━━━━━ Exercise passage ━━━━━
Rapana played in four matches and scored three tries in the tournament including in the final match against Australia, playing on the wing in the 34–8 loss at Anfield.

Rapana was named the Kiwis rookie of the year by the New Zealand Rugby League.

===2017===
After Canberra's round 1 match against the North Queensland Cowboys, Rapana received a warning from the NRL after he put up both of his middle fingers, gesturing at the officials after teammate Elliot Whitehead was denied a try in Golden Point Extra Time; the Raiders lost 20-16 shortly afterwards at 1300SMILES Stadium.

On 10 March, he signed a two-year extension with Canberra, keeping him in the nation's capital until 2019.

In Round 8 against the Manly-Warringah Sea Eagles, Rapana scored one of the season's best tries by leaping high and somehow getting a hand to a Blake Austin grubber that looked destined to go too deep in the corner during Canberra's 20-18 golden point extra time loss at Canberra Stadium.
━━━━━ Raw data ━━━━━
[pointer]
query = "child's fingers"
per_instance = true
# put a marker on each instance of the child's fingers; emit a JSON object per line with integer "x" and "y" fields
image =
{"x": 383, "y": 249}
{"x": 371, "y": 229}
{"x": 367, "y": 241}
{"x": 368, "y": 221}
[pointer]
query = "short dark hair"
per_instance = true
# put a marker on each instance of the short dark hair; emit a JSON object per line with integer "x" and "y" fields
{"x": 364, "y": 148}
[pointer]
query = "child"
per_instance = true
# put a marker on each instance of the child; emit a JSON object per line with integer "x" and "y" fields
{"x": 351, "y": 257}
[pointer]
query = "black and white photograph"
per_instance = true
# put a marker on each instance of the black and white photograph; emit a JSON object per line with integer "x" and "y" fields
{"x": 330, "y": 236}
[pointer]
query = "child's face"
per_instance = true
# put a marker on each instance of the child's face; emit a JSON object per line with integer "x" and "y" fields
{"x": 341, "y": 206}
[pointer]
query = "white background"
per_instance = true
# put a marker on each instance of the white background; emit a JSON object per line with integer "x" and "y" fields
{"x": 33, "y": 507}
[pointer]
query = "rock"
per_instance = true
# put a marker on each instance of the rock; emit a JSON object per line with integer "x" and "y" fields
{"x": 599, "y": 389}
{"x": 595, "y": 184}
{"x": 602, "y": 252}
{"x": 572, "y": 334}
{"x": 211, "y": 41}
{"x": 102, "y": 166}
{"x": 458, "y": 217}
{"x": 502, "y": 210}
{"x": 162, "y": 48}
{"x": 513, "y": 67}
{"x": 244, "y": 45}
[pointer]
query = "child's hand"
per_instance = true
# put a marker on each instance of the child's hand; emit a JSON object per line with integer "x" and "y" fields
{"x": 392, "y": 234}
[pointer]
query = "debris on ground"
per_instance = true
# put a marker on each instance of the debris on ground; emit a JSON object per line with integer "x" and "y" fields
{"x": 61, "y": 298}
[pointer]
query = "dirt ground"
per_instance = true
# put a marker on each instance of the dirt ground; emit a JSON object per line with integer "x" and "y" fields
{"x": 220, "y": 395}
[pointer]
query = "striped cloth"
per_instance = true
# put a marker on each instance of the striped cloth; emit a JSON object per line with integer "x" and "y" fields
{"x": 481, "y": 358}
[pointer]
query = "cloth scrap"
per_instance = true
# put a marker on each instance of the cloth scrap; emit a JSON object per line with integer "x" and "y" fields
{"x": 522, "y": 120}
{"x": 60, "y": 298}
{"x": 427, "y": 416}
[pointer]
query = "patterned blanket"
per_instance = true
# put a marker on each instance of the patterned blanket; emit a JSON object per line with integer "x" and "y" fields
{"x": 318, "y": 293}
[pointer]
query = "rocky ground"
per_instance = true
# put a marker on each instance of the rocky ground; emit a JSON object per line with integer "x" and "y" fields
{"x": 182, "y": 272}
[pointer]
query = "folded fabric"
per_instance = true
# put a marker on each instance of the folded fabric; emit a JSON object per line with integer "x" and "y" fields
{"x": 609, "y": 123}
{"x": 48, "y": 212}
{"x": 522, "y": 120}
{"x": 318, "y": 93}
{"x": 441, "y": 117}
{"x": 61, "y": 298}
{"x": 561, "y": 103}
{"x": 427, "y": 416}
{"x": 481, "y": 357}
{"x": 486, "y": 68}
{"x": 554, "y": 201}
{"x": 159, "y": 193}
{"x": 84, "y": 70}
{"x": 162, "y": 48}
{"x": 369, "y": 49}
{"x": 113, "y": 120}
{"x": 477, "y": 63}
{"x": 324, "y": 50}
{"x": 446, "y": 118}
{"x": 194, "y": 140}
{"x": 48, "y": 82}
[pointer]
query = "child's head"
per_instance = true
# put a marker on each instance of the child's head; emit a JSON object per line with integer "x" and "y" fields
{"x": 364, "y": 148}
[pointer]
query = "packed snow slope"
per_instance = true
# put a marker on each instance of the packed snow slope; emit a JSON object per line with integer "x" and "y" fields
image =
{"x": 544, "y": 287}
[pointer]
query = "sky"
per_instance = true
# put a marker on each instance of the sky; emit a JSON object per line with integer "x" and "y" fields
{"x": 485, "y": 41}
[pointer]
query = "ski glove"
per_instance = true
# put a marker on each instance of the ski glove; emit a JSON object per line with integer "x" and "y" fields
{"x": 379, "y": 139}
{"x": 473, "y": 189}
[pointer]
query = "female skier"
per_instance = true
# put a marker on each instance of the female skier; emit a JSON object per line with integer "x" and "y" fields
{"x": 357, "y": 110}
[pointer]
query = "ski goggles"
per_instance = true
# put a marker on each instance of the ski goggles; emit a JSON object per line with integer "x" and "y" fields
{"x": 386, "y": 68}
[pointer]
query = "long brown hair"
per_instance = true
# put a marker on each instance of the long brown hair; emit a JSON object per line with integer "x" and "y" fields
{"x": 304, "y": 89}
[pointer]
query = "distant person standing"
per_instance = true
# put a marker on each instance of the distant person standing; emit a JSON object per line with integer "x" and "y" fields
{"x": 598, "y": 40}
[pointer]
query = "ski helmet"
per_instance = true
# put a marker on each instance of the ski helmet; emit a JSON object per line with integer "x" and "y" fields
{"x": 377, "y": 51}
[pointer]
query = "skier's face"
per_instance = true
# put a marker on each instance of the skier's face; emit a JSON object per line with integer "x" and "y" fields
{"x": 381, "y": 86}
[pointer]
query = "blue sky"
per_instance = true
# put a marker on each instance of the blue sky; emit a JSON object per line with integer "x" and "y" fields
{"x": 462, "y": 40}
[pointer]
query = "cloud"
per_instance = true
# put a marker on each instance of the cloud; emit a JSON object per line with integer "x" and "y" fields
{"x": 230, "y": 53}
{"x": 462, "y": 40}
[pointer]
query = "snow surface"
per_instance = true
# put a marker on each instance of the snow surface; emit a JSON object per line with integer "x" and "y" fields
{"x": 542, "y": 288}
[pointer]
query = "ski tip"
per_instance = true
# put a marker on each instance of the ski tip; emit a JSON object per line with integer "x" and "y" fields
━━━━━
> Set of tasks:
A: Which stadiums does the passage about Rapana name? List every one.
B: Answer these questions from the passage about Rapana:
(i) How many tries did Rapana score in the tournament?
(ii) What title did the New Zealand Rugby League give Rapana?
(iii) Until what year did the extension signed on 10 March keep him with Canberra?
C: Carry on the passage about Rapana's career from its last sentence.

> Answers given:
A: Anfield, 1300SMILES Stadium, Canberra Stadium

B:
(i) Three.
(ii) Kiwis rookie of the year.
(iii) 2019.

C:
On 5 May, Rapana played on the wing for New Zealand in the ANZAC Test, a 30–12 loss. Rapana finished the season as the club's highest try-scorer with 21 tries in 23 matches. On 5 October, he was named in the New Zealand Kiwis 24-man squad for the 2017 Rugby League World Cup. Rapana played in 3 matches and scored 2 tries in the Kiwis shock disappointing campaign.

===2018===
Rapana played in 21 matches and scored 10 tries for the Raiders in 2018. On 1 October, he was selected in the Kiwis' 23-man squad for their tour of England and the test match against Australia.

In the second match in the Baskerville Shield against England, Rapana suffered a dislocated shoulder during the 20–14 loss at Anfield. The injury was expected to sideline him for at least six months. The Raiders sought a salary cap exemption of up to $350,000, possible where a player suffers a long-term injury while on rep duty.

===2019===
Rapana made a return for Canberra two months earlier than expected, slotting back into his wing spot in round 2 against the Melbourne Storm. In Round 4 against the North Queensland Cowboys, he played his 100th NRL career match and scored two tries in the 30–12 win at 1300SMILES Stadium.

Rapana made 21 appearances for Canberra as the club reached their first grand final in 25 years, playing on the wing as Canberra were defeated 14-8 by the Sydney Roosters at ANZ Stadium.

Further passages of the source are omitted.